### The exercise:
Please update the entries below by replacing "dropping a marker" with "placing a point" wherever it appears, leaving everything else unchanged.

### Source material:
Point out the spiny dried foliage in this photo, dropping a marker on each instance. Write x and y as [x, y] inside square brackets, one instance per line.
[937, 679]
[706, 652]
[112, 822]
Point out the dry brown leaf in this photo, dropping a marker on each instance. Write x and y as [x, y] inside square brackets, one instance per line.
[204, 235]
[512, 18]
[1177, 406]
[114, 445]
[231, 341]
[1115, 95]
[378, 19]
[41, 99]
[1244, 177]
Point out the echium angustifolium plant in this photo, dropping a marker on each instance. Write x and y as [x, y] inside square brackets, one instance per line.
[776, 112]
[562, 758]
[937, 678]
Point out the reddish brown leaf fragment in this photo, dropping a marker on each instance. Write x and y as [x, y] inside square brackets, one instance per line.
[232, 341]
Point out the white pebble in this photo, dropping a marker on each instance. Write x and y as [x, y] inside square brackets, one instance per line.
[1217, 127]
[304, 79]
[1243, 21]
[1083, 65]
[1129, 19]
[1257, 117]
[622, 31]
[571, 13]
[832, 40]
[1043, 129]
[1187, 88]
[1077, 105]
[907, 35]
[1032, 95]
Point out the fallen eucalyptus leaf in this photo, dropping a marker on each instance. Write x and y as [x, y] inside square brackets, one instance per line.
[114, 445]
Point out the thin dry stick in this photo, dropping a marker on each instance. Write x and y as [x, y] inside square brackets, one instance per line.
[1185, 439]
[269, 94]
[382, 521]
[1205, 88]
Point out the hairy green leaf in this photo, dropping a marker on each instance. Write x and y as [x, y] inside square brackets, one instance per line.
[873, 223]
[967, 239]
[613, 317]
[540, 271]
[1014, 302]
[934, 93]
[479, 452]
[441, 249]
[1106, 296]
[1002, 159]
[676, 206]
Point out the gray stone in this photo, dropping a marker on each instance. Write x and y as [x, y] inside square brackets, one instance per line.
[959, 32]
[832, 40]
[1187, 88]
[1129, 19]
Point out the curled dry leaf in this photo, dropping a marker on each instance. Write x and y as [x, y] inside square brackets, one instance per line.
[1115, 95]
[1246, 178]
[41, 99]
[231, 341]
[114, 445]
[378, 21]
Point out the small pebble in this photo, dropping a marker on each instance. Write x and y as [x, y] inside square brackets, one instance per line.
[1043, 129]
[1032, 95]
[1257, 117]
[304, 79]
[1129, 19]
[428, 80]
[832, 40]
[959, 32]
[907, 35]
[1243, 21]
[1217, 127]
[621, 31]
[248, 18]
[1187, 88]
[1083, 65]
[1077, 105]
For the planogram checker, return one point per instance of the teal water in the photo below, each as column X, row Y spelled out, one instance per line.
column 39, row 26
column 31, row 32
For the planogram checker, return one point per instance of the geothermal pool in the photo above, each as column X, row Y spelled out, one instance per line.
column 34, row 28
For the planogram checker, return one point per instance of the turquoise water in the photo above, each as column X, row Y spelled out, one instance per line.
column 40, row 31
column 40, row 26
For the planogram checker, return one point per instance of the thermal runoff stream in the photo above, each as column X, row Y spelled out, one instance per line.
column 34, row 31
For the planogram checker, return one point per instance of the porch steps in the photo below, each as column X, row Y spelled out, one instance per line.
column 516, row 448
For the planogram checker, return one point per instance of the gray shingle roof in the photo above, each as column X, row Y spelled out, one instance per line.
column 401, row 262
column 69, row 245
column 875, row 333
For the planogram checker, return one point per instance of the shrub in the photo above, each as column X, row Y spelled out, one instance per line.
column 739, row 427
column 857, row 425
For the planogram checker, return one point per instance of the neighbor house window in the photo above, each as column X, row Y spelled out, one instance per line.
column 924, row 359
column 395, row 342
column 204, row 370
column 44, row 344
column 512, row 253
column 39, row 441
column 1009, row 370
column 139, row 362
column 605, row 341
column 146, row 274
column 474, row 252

### Finished exercise:
Point out the spiny dried foliage in this photo, placing a point on each instance. Write x and y as [x, y] inside square brackets, one instance per line.
[937, 679]
[706, 652]
[112, 822]
Point out the dry brown leaf in this photo, placing a point on each instance. Write x and y as [x, y] inside square brackets, one instance per line.
[204, 235]
[512, 18]
[1177, 406]
[114, 445]
[231, 341]
[1115, 95]
[378, 19]
[41, 99]
[1244, 177]
Point out the echium angustifolium plant in this photo, placing a point on each instance. Write x and y as [x, y] inside square brackets, one instance per line.
[776, 112]
[562, 758]
[937, 678]
Point out the reddish brown leaf fragment in this photo, placing a point on each instance. Write x and y as [x, y] inside square brackets, one instance per line.
[232, 341]
Point out the white pebble in this photo, placing a point on each instance. Write x and y as [x, y] inside square brackets, one instance per line.
[1217, 127]
[304, 79]
[1243, 21]
[1083, 65]
[1129, 19]
[1257, 117]
[622, 31]
[571, 13]
[832, 40]
[1043, 129]
[1187, 88]
[1077, 105]
[907, 35]
[1032, 95]
Point out the fallen eucalyptus leaf in this photo, placing a point on each instance. Write x and y as [x, y] inside square brackets, one instance per line.
[114, 445]
Point out the thin dry stick in this photo, placing a point on each instance. Write x and y as [x, y] inside square brackets, one instance per line.
[1185, 439]
[269, 94]
[382, 521]
[1205, 88]
Point out the hairy green leaf in this photo, placing a point on each instance. Write x and y as [x, y] inside square brackets, one instance per line.
[873, 223]
[967, 239]
[613, 317]
[540, 271]
[1014, 302]
[934, 93]
[479, 452]
[441, 249]
[1106, 296]
[1002, 159]
[676, 206]
Point out the gray stone in this photo, placing a point on each instance. Write x and y as [x, y] inside square brackets, one instance per line.
[959, 32]
[832, 40]
[1187, 88]
[1129, 19]
Point out the curled dry leaf in this photo, placing a point on each instance. Write x and y as [x, y] inside square brackets, one instance per line.
[1115, 95]
[1246, 178]
[41, 99]
[231, 341]
[114, 445]
[378, 21]
Point out the small pebble in this photo, placing a point on each instance. Write x and y as [x, y] inside square brackets, one instance per line.
[1043, 129]
[1032, 95]
[1257, 117]
[304, 79]
[1129, 19]
[428, 80]
[832, 40]
[959, 32]
[907, 35]
[1243, 21]
[1217, 127]
[621, 31]
[248, 18]
[1187, 88]
[1083, 65]
[1077, 105]
For the planogram checker, return one point per instance of the teal water in the photo below, each as column X, row Y spelled out, one instance per line.
column 39, row 26
column 31, row 32
For the planogram checker, return one point per instance of the geothermal pool in the photo above, each as column X, row Y spelled out, one instance per line.
column 34, row 28
For the planogram checker, return one point per instance of the turquoise water in the photo above, each as column X, row Y spelled out, one instance per line.
column 40, row 31
column 40, row 26
For the planogram checker, return one point per instance of the thermal runoff stream in the photo above, each as column X, row Y spelled out, one instance per line.
column 34, row 31
For the planogram checker, return one point per instance of the porch steps in the photo below, each as column X, row Y spelled out, one instance per line.
column 516, row 448
For the planogram checker, return one point per instance of the gray shingle roof in the photo above, each as column X, row Y spelled out, one instance per line.
column 401, row 262
column 69, row 245
column 875, row 333
For the planogram checker, return one point per instance of the shrub in the photo above, each as column X, row Y spelled out, one instance per line.
column 739, row 427
column 857, row 425
For the planogram checker, return one point per instance of the neighbor house window in the photo above, each as column X, row Y spelled out, one instance per line.
column 924, row 359
column 395, row 342
column 204, row 370
column 44, row 344
column 512, row 253
column 39, row 441
column 1009, row 370
column 139, row 362
column 605, row 341
column 146, row 274
column 474, row 252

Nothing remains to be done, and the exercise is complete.